● **Data records**:
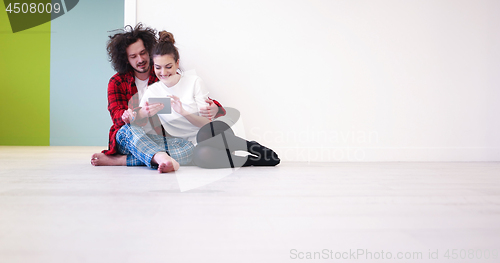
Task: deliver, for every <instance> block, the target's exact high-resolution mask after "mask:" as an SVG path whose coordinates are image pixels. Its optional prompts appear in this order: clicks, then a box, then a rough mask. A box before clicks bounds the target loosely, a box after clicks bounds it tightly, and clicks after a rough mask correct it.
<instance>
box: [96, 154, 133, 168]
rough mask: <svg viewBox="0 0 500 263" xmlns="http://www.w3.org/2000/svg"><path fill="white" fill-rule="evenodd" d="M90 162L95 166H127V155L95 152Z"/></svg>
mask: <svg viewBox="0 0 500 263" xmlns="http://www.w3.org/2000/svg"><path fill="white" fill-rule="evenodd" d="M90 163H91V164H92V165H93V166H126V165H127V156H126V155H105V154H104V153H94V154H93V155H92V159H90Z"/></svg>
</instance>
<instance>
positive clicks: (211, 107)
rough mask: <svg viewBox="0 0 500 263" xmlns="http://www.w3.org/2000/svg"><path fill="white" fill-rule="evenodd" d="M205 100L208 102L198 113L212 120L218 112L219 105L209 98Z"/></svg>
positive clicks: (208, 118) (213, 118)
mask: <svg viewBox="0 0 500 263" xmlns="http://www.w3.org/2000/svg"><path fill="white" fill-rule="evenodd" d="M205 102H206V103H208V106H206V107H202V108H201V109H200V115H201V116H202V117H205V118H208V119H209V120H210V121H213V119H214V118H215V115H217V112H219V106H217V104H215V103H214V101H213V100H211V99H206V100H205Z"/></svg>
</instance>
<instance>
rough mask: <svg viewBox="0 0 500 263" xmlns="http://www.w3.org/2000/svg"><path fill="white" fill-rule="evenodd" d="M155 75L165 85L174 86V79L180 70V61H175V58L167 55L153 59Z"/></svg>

==

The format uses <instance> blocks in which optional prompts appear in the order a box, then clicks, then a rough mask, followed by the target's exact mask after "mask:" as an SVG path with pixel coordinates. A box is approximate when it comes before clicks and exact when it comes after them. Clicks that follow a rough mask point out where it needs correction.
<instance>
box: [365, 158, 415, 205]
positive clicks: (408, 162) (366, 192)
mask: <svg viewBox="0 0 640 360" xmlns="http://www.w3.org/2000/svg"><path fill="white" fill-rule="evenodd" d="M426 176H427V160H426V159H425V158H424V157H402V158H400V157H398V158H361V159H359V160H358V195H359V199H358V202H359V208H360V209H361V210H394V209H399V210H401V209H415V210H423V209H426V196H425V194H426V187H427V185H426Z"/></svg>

==

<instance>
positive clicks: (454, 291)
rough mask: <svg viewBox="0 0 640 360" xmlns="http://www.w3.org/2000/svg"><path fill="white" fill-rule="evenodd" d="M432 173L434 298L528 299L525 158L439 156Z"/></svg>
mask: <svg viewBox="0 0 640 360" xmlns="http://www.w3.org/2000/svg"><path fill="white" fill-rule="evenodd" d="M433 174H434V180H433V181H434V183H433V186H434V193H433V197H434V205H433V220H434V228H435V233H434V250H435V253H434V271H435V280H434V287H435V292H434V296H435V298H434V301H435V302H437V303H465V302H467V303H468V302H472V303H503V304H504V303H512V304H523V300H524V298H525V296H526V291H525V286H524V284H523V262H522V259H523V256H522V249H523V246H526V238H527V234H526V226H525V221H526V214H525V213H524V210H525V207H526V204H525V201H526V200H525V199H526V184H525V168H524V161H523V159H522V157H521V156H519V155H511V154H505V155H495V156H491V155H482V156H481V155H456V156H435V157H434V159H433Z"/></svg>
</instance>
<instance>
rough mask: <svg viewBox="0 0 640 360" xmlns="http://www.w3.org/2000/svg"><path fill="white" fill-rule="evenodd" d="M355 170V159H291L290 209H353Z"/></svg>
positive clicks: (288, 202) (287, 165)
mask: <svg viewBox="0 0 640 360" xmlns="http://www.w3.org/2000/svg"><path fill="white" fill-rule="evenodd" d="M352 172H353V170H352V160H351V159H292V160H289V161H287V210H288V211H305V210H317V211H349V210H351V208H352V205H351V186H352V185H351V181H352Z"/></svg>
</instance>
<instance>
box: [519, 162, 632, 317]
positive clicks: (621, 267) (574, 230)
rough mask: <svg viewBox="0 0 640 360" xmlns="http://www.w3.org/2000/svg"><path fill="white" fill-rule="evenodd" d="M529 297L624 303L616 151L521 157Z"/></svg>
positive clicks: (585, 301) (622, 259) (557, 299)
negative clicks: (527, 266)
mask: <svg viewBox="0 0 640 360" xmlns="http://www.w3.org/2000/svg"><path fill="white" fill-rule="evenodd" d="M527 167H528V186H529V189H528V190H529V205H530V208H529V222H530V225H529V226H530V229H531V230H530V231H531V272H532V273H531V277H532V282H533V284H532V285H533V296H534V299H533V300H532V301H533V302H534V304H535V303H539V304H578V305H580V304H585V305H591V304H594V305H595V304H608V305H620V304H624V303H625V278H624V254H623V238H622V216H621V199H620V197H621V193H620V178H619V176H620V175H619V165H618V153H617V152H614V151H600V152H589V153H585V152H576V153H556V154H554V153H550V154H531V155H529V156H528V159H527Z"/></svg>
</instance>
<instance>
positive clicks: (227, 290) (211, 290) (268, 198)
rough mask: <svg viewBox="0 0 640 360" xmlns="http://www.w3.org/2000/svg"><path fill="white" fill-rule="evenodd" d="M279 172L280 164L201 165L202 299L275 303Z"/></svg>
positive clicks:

● **Instructions to follow**: From the data above, output exactly the lines between the one containing "positive clicks: (208, 118) (213, 118)" and the one containing "75L165 85L174 86V79L180", counting both of them.

● **Task answer**:
positive clicks: (208, 118) (213, 118)
mask: <svg viewBox="0 0 500 263" xmlns="http://www.w3.org/2000/svg"><path fill="white" fill-rule="evenodd" d="M205 102H206V103H208V106H206V107H202V108H201V109H200V115H201V116H202V117H205V118H208V119H209V120H210V121H213V119H214V118H215V115H217V112H219V106H217V104H215V103H214V101H213V100H211V99H206V100H205Z"/></svg>
</instance>
<instance>
rough mask: <svg viewBox="0 0 500 263" xmlns="http://www.w3.org/2000/svg"><path fill="white" fill-rule="evenodd" d="M155 75L165 85L174 86V79L180 70V61H175V58L167 55L153 59Z"/></svg>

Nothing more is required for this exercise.